» **Problem requirements**: From the line containing "like point(945, 439)." down to the last line of the records below, copy every line exactly. Leave out everything before it.

» **Provided entries**:
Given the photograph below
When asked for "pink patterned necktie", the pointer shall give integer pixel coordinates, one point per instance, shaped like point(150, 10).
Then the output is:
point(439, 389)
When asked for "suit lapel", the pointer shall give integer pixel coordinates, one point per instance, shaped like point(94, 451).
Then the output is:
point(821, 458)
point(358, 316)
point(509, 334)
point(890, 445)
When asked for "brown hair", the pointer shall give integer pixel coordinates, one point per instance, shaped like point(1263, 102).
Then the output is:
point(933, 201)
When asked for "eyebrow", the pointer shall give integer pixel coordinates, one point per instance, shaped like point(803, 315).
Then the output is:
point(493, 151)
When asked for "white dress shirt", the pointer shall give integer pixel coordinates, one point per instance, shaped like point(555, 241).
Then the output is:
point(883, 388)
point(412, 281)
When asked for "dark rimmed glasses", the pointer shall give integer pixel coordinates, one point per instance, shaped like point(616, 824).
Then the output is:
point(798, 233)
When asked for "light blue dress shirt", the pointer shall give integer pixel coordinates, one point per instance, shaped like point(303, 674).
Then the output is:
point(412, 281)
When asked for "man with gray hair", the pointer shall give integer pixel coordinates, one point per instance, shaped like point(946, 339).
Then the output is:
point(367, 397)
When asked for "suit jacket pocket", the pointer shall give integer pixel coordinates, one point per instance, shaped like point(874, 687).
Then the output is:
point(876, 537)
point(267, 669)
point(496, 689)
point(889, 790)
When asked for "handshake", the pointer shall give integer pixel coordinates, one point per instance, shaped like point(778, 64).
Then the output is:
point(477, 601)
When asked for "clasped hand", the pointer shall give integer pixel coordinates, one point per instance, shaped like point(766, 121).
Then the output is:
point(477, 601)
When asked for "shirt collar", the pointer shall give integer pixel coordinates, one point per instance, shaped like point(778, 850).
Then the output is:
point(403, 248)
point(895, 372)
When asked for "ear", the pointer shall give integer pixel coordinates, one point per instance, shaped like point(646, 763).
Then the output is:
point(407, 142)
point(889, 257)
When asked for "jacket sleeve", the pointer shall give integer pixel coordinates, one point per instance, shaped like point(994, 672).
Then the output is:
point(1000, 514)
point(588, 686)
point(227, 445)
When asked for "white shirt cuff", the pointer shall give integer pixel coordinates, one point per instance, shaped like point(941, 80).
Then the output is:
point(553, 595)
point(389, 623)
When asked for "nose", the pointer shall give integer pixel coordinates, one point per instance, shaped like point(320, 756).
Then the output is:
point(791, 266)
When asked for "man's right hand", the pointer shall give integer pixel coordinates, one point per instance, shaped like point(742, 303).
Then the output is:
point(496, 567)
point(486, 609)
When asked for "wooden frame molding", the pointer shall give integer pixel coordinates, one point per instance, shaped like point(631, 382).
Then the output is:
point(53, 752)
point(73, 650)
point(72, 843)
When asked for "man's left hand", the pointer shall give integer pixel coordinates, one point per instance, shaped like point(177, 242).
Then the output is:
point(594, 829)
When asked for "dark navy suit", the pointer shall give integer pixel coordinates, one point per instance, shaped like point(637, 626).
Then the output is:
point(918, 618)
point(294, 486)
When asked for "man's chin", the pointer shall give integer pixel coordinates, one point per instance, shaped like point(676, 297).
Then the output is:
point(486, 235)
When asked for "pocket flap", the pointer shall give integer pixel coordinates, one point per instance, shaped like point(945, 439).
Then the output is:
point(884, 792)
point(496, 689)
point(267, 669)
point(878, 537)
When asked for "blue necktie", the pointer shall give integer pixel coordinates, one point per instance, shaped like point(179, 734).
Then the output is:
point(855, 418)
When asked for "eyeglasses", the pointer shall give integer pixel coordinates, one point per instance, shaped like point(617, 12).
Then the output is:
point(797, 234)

» **Full answer**:
When asked for "pocket flap", the pointer shall give integer pixel coordinates, one point per instance, shaped like point(945, 439).
Then the output is:
point(884, 792)
point(496, 689)
point(267, 669)
point(878, 537)
When asked for "blue necktie", the pointer shall give integer pixel coordinates, one point per instance, shaped like point(179, 734).
Then the output is:
point(855, 418)
When asked for "eyeglasses", the pointer shall give integer pixel coordinates, one point per instance, shaped like point(617, 12).
Then the output is:
point(797, 234)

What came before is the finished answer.